Your assignment:
Reproduce the data in full, exactly as given, leaving images out.

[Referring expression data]
________________

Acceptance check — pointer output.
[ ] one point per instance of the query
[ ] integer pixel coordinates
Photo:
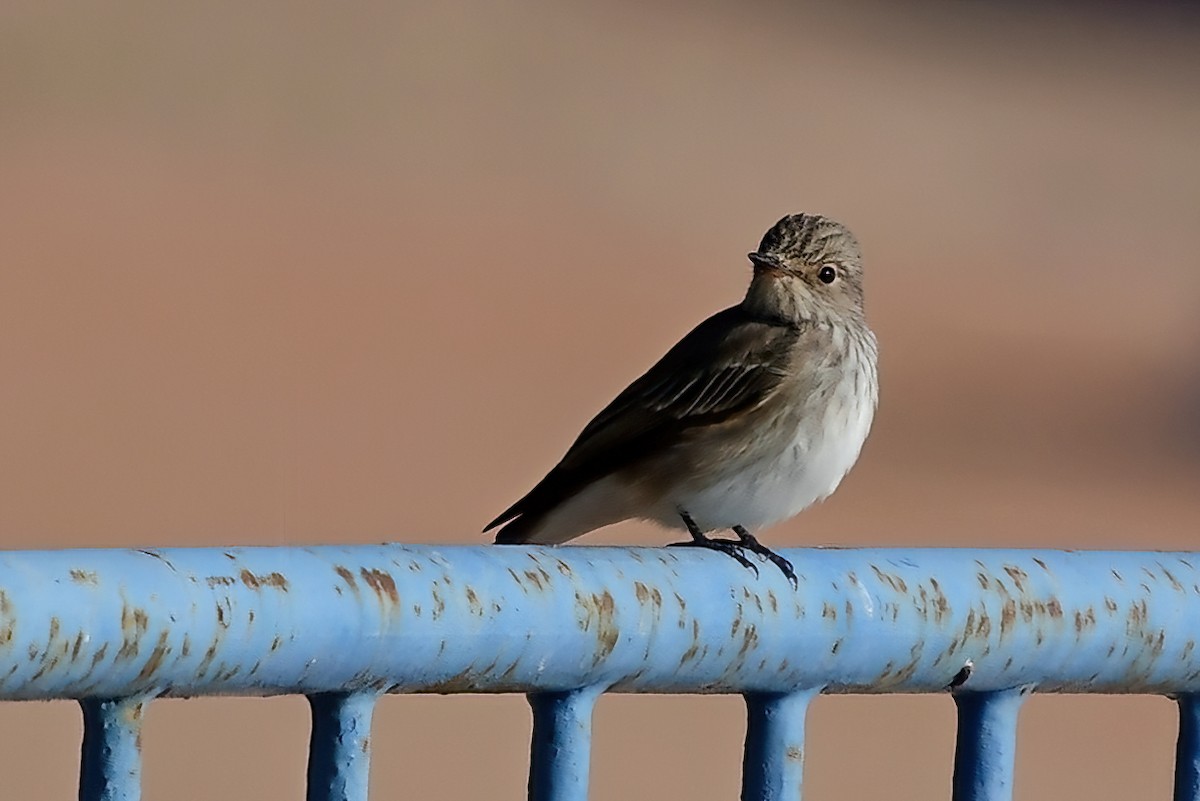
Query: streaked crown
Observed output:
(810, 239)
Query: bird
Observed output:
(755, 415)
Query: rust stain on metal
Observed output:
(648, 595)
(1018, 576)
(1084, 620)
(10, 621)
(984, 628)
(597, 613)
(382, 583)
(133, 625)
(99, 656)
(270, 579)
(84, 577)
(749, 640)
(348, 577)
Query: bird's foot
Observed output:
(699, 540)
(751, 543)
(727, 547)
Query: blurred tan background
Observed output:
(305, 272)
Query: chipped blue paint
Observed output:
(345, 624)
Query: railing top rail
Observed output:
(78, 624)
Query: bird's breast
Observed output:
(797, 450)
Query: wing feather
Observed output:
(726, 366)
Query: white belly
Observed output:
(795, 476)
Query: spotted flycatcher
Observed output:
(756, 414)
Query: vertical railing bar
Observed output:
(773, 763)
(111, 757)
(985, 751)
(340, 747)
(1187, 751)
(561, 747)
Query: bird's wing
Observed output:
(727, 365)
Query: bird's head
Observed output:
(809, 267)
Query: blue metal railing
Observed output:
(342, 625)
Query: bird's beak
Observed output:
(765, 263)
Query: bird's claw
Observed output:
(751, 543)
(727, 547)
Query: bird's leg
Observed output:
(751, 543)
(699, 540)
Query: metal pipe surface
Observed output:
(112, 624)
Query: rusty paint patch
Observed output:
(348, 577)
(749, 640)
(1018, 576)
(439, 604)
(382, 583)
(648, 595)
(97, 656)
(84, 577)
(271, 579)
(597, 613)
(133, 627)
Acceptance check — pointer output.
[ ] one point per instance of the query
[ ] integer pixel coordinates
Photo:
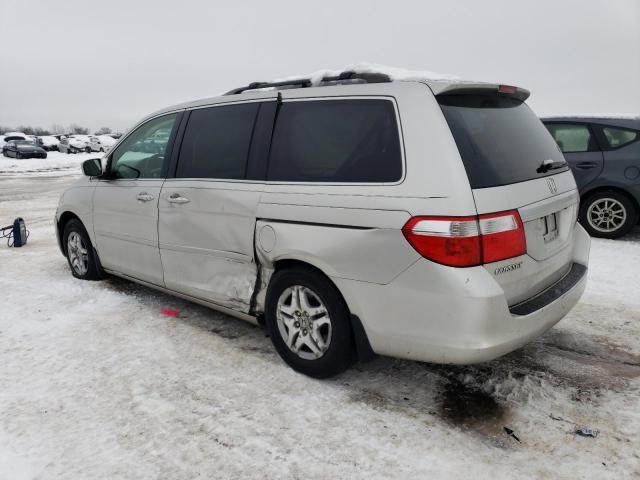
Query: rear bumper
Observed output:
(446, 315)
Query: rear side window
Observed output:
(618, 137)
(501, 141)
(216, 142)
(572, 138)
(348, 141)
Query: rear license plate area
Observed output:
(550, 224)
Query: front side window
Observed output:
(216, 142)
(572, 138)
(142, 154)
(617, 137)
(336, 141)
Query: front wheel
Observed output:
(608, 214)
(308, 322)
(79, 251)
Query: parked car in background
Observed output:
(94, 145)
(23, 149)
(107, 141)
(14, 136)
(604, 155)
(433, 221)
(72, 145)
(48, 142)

________________

Output of the exercise:
Acceptance check — pointer output.
[ ] one point per instance of the query
[ ] integer pixel coordinates
Photo:
Query: streaked crown
Observed output:
(810, 239)
Query: bird
Observed output:
(755, 415)
Query: rust stain on metal
Observed output:
(648, 595)
(1018, 576)
(1084, 620)
(10, 621)
(984, 628)
(597, 613)
(382, 583)
(133, 625)
(99, 656)
(270, 579)
(84, 577)
(749, 640)
(348, 577)
Query: bird's foot
Observed output:
(699, 540)
(751, 543)
(727, 547)
Query: blurred tan background
Observed output:
(305, 272)
Query: chipped blue paint
Observed output:
(345, 624)
Query: railing top rail
Observed output:
(78, 624)
Query: bird's breast
Observed output:
(797, 450)
Query: wing feather
Observed output:
(726, 366)
Query: white belly
Observed output:
(795, 476)
Query: spotted flycatcher
Observed output:
(756, 414)
Query: vertical railing bar
Observed output:
(773, 763)
(111, 757)
(985, 751)
(340, 747)
(1187, 751)
(561, 747)
Query: bird's wing
Observed output:
(727, 365)
Query: bird's head
Observed output:
(809, 267)
Query: blue metal railing
Observed output:
(342, 625)
Query: bird's beak
Observed output:
(765, 263)
Query: bird's claw
Observed output:
(751, 543)
(727, 547)
Query: bird's leg
Observed output:
(751, 543)
(699, 540)
Query: metal pipe surface
Observed output:
(112, 624)
Query: rusty paint patch
Observed output:
(348, 577)
(749, 640)
(1018, 576)
(439, 604)
(382, 583)
(648, 595)
(97, 656)
(84, 577)
(271, 579)
(597, 613)
(133, 627)
Acceptance check — pointer output.
[ ] one point per instance of the query
[ ] integer pixel coordinates
Photo:
Query: rear bumper
Observed output:
(446, 315)
Query: rear side window
Observed output:
(618, 137)
(501, 141)
(216, 142)
(572, 138)
(348, 141)
Query: rear license plate area
Observed output:
(550, 224)
Query: front side window
Observed output:
(216, 142)
(572, 138)
(142, 154)
(617, 137)
(336, 141)
Query: front wheel
Observed output:
(608, 214)
(308, 322)
(79, 251)
Query: parked car in background
Observed output:
(94, 145)
(23, 149)
(107, 141)
(14, 136)
(604, 155)
(433, 221)
(72, 145)
(48, 142)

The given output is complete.